| Exercises |
1. In the passage about living with dysphoria, where was the writer living at the time?
2. Please carry on the passage about living with dysphoria from its final sentence.

| Reading passage |

I never thought I’d be grateful to have experienced dysphoria. Let me explain.

I’m not a stranger to avoiding leaving the house or shunning social gatherings. As I trans man waiting for top surgery, my dysphoria hit a peak and my mental health hit a low. Recently divorced, I found myself living alone for the first time in my life. This wasn’t exactly a winning combination of factors.

I couldn’t cope with being naked, so showering became an issue. I’d avoid it as much as possible and only when it had been several days would I brave it, looking upwards at the ceiling throughout with my mirror covered so that I would not accidentally glimpse my body. I would avoid getting up out of bed because if I didn’t get up I didn’t have to encounter my body or deal with my feelings of anxiety and depression.

Because I was depressed, I found it hard to find the motivation to leave the house at all. The fact that I hadn’t showered acted as further motivation to stay home and go nowhere. At the time I lived on the seafront of a small coastal town. Where I had previously loved walking along the beach, I now had to force myself out of the house to even go for a walk.

One thing that did motivate me to go out was the pursuit of food. So I could go to the supermarket. To give myself a reason to leave the house, I would intentionally leave things off my shopping list. This way, I knew that I would have to leave the house at least one more time in the week to buy more milk, bread or whatever I needed. I would make sure my trip to the shop took me along the seafront. Going to the shop gave me a reason to shower, albeit with head aloft so as to minimise my encounter with my own body.

There were countless days where I just couldn’t focus. I certainly couldn’t concentrate on reading a book. Instead I’d watch a whole load of TV – thank goodness for Netflix. I’d been given a huge dot-to-dot book for Christmas – the kind with thousands of dots per picture. On those days I could concentrate, I would do a dot-to-dot. It occupied my mind because I had to concentrate on it and it also gave me a sense of achievement. Making Lego Star Wars models gave me a similar sense of achievement.

| Referring-expression pointing data |
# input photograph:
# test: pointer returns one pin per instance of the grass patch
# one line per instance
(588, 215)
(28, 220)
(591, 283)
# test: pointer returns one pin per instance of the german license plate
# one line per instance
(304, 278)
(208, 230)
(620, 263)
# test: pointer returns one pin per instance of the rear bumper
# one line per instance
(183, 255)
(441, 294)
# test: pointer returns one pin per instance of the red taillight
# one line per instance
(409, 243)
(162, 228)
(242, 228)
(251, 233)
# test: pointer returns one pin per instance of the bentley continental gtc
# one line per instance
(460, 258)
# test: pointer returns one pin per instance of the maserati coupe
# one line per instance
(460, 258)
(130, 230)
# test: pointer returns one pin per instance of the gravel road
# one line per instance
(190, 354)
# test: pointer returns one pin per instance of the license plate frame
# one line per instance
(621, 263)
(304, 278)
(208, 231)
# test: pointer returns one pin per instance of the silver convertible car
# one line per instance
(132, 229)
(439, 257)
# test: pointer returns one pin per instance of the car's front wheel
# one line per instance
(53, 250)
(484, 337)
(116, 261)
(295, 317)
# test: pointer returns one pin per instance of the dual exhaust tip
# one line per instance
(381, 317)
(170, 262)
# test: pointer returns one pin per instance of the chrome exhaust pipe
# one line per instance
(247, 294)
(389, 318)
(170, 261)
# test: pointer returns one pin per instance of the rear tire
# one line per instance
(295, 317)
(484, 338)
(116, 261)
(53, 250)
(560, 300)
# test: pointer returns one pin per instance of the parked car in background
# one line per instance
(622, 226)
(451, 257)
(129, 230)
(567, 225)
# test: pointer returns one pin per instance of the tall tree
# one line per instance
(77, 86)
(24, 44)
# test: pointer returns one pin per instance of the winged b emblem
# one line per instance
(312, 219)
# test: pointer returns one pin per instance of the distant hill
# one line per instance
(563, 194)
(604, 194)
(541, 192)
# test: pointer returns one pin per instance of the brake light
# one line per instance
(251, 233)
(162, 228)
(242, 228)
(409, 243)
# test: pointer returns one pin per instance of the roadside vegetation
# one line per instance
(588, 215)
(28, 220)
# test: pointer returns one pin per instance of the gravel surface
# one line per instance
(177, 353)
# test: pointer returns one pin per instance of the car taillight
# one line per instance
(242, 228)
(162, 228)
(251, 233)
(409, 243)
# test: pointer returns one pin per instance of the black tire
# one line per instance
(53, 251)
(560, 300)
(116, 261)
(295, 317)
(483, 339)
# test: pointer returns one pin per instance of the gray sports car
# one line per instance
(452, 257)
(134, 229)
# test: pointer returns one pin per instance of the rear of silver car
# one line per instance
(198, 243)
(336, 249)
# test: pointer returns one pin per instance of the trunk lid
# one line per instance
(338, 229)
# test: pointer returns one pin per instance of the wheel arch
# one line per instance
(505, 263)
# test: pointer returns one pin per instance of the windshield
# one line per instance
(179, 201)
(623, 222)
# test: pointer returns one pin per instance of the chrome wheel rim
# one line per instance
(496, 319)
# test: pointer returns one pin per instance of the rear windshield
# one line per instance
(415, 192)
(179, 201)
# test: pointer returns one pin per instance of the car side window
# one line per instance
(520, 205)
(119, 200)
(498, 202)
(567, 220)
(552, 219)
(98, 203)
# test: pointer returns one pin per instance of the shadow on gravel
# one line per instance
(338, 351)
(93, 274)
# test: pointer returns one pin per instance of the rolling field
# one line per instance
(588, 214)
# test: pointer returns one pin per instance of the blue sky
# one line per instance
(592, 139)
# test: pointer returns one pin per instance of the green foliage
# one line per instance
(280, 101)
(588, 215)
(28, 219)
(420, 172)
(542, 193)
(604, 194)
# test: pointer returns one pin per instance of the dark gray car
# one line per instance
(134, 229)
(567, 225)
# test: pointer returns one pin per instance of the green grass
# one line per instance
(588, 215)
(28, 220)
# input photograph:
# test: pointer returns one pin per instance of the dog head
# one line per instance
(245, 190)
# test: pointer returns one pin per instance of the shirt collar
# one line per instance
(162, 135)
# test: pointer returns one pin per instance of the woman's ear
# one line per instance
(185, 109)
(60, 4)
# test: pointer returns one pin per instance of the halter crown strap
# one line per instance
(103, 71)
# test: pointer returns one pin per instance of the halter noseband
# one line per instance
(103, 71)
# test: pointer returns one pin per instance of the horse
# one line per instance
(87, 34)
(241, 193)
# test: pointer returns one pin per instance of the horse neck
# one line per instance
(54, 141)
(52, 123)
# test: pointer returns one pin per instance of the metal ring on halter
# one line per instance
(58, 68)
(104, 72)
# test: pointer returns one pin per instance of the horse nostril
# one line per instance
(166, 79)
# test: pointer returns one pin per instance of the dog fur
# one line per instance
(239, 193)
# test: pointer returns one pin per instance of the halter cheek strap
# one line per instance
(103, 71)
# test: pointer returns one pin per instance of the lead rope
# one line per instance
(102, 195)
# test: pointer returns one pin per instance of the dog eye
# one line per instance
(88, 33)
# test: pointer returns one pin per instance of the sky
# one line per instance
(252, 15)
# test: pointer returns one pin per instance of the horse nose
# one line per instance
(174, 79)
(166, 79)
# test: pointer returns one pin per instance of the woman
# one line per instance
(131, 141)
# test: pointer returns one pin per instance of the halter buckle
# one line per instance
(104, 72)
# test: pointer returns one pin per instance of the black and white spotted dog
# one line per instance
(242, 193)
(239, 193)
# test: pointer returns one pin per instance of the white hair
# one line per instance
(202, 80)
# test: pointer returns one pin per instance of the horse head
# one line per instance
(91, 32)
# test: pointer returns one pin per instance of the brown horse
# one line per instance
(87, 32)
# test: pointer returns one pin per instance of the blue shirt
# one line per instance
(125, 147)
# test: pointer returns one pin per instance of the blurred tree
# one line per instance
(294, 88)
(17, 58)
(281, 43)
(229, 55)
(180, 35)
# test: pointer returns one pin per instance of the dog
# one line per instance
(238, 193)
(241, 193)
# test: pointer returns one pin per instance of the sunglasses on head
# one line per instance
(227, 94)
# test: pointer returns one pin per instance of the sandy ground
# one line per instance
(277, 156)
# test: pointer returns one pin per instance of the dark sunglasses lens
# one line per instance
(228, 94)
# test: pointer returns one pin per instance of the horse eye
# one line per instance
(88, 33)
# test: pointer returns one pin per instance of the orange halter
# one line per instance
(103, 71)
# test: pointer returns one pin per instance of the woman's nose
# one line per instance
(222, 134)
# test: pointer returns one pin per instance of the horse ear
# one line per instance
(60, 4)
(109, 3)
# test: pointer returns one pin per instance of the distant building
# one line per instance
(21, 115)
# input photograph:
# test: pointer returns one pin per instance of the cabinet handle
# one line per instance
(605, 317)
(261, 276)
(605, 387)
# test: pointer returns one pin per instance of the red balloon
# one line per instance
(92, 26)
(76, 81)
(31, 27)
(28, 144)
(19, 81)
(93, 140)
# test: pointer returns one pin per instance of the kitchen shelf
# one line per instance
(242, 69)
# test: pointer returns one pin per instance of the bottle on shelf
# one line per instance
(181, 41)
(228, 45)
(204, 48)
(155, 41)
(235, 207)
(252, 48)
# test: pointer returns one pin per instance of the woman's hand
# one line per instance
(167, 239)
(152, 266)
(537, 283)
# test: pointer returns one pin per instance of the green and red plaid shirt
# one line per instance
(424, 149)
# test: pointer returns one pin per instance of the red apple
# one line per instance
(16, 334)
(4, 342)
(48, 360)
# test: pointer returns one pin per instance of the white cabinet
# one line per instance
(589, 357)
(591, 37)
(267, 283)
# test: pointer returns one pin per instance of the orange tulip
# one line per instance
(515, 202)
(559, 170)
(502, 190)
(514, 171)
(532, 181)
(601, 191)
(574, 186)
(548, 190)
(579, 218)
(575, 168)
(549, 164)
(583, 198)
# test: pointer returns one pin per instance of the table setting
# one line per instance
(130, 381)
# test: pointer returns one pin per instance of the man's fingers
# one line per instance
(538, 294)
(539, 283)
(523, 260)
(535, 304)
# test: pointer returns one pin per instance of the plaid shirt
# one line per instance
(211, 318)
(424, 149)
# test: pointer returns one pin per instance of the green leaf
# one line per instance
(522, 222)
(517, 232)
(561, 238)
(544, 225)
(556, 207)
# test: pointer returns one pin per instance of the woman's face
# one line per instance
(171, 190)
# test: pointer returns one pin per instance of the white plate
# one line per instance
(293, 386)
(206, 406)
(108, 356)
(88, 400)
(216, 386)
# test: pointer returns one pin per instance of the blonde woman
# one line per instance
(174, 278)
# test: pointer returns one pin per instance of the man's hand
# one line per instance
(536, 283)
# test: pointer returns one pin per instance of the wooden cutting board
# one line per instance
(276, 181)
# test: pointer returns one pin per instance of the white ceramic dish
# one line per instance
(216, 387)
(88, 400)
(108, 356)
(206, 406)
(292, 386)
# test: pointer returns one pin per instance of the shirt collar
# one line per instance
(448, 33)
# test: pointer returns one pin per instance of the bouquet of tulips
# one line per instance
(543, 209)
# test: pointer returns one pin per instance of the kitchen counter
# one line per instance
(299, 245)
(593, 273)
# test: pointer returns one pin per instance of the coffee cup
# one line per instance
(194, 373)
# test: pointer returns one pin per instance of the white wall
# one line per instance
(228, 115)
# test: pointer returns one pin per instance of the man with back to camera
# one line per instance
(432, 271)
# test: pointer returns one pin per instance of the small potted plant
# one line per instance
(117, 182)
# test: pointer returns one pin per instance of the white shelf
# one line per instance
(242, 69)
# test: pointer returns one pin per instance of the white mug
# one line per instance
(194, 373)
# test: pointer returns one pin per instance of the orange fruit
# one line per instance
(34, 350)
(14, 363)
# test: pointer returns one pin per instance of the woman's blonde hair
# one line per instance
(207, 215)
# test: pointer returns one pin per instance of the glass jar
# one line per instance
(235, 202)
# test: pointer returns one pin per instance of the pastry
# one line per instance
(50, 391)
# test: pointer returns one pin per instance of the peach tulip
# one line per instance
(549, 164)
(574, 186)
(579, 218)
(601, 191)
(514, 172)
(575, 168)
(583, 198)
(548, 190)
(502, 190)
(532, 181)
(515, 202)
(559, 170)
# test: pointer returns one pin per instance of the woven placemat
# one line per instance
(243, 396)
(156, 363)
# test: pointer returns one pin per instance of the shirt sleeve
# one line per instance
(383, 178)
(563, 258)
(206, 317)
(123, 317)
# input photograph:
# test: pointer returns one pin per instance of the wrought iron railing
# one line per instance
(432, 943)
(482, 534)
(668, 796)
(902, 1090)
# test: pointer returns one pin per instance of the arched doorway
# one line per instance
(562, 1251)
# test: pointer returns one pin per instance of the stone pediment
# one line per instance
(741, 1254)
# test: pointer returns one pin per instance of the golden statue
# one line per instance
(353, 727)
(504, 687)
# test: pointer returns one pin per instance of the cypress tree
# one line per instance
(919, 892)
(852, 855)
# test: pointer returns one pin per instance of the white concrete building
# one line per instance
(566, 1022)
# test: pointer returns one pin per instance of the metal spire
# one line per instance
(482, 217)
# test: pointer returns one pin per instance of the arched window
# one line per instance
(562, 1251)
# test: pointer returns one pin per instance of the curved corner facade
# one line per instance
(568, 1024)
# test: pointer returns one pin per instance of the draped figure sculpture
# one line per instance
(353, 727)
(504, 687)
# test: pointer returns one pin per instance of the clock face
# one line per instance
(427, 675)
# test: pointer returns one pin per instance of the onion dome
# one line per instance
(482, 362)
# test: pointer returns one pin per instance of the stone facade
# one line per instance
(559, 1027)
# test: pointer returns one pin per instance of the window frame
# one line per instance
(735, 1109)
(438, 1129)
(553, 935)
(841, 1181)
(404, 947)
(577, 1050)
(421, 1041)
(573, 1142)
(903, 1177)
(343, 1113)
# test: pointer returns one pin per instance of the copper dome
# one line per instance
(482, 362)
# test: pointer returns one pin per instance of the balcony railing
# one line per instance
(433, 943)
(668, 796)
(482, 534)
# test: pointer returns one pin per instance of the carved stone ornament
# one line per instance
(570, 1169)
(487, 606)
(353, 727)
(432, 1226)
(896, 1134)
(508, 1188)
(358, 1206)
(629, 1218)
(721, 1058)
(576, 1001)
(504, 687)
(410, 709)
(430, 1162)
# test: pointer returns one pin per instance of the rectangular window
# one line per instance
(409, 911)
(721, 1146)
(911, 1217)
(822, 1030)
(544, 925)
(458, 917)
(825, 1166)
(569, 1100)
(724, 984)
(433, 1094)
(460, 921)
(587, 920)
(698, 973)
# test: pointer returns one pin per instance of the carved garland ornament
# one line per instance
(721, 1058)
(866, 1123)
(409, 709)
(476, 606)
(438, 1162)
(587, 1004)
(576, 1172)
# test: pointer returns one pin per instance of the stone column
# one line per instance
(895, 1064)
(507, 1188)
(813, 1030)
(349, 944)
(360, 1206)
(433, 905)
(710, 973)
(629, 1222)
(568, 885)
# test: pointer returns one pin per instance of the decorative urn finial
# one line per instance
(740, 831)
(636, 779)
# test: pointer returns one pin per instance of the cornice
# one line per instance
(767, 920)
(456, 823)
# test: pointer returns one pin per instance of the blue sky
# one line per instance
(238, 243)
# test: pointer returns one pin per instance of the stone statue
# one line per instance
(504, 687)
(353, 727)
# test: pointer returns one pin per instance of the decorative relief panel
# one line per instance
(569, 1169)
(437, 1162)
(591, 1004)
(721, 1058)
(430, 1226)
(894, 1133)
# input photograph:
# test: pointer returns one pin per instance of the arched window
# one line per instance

| Expected outputs |
1. On the seafront of a small coastal town.

2.
Every day I would write my achievements on a post it note and stick it on the fridge. On some days I would only write that I’d got out of bed, but when you’re depressed it is a real achievement to get yourself up and out of bed. On better days I’d be able to write that I’d got out of bed, been for a shower and walked to the shop. On a great day I’d add that I’d also done some Lego.

As I recovered, I gradually became able to write that I’d been to the cinema or that I’d been to watch some friends do sports. I took online courses to get my brain fired up and rating to go again. I started to make social arrangements and sometimes I’d even follow through and go and meet that friend. Lifelong social anxiety added an extra layer of complication to that one and is something I’m still working through today.

The struggle was real. A struggle that kept me off work and at home for 6 months in total. It was less than 3 years ago, but it feels like a lifetime away already. I don’t often think about that time, but at this time of social distancing I’ve found myself thinking about it. And feeling weirdly grateful. I’m already a pro at social distancing. I’ve learned to be comfortable in my own company, know how to occupy myself at home and without social interaction. I’ve had the practice.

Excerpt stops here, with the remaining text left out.